◆ ЗАДАНИЕ ◆
Повторите слово в слово часть приведённого ниже фрагмента о штрафных подразделениях, начиная со слов «Как это зачастую» и далее вплоть до слов «формированием штрафных подразделений.».

◆ ВЫБРАННЫЙ ФРАГМЕНТ ◆
Как это зачастую бывало раньше, да нередко случается и теперь, у нас вначале издаются циркуляры, а потом уже подбирается материальная основа для наполнения. Нечто подобное произошло и с формированием штрафных подразделений.
Самое же существенное упущение, на мой взгляд, состояло в отсутствии статуса, правового положения, определяющего особое (своей необычностью) место штрафных подразделений. Здесь иные ретивые начальники могли безнаказанно унижать человеческое достоинство «штрафника», бросать людей на заведомо верную гибель, далеко не всегда вызванную интересами достижения боевого успеха: «Штрафники!..»
Потом стали объявлять о назначениях. Рота вырисовывалась довольно внушительным по численности личного состава подразделением: ее составляли пять взводов, каждый по 60–70 человек. Ротный командир, им стал старший лейтенант Петр Матвеев, был наделен правами комбата. В штате взводов, учитывая их многочисленность и особую категорию рядовых, были заместители командиров по политчасти.
Один за другим получали назначение на должности мои сослуживцы. Наконец очередь дошла до меня.
— Лейтенант Бараболя! Будете командовать пулеметным взводом.
— Есть!

◆ ЗАПИСИ ДАННЫХ ◆
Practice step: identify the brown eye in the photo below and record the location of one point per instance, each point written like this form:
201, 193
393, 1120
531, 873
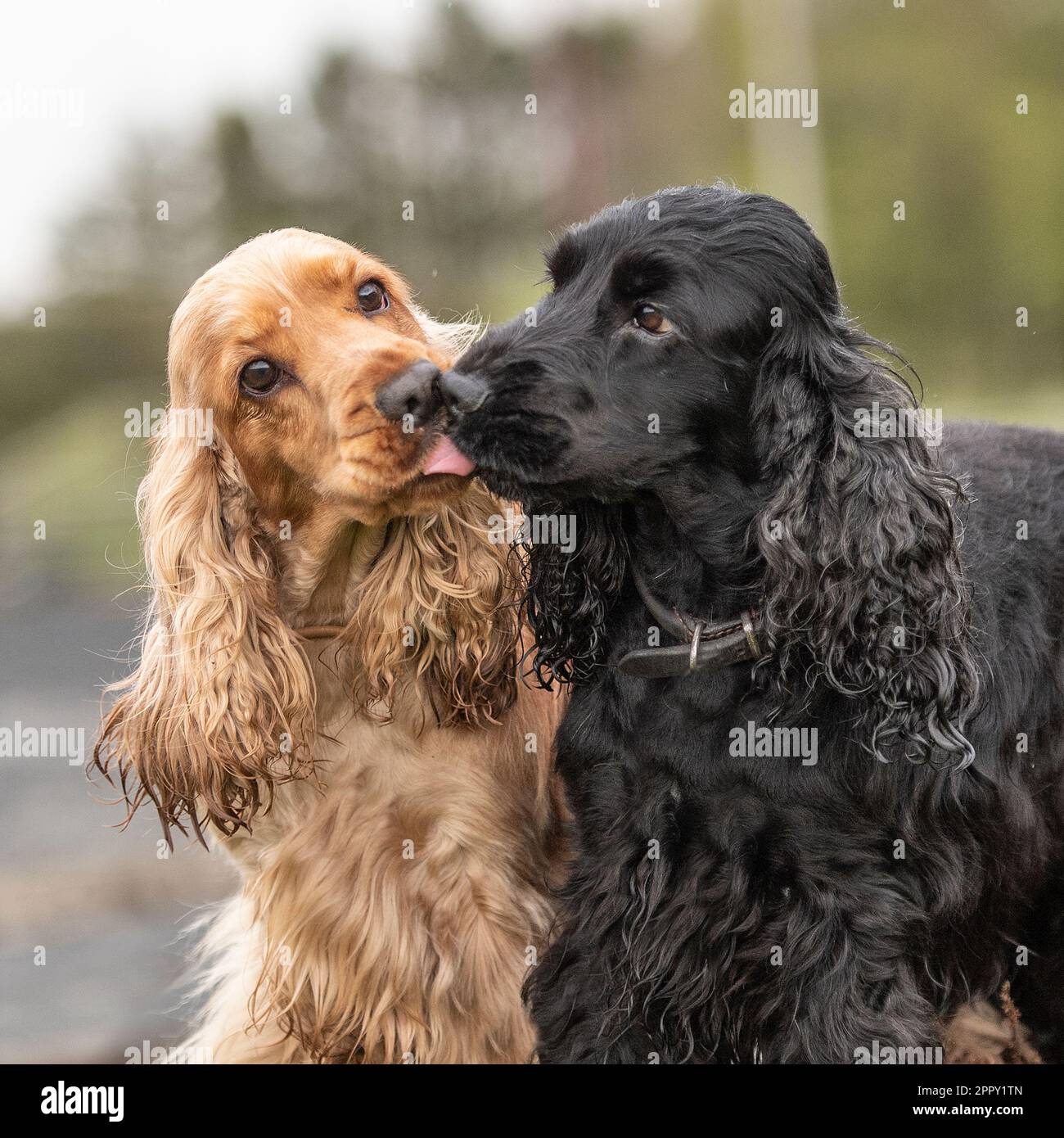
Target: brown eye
372, 297
259, 377
651, 320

◆ РЕШЁННОЕ ЗАДАНИЕ ◆
Как это зачастую бывало раньше, да нередко случается и теперь, у нас вначале издаются циркуляры, а потом уже подбирается материальная основа для наполнения. Нечто подобное произошло и с формированием штрафных подразделений.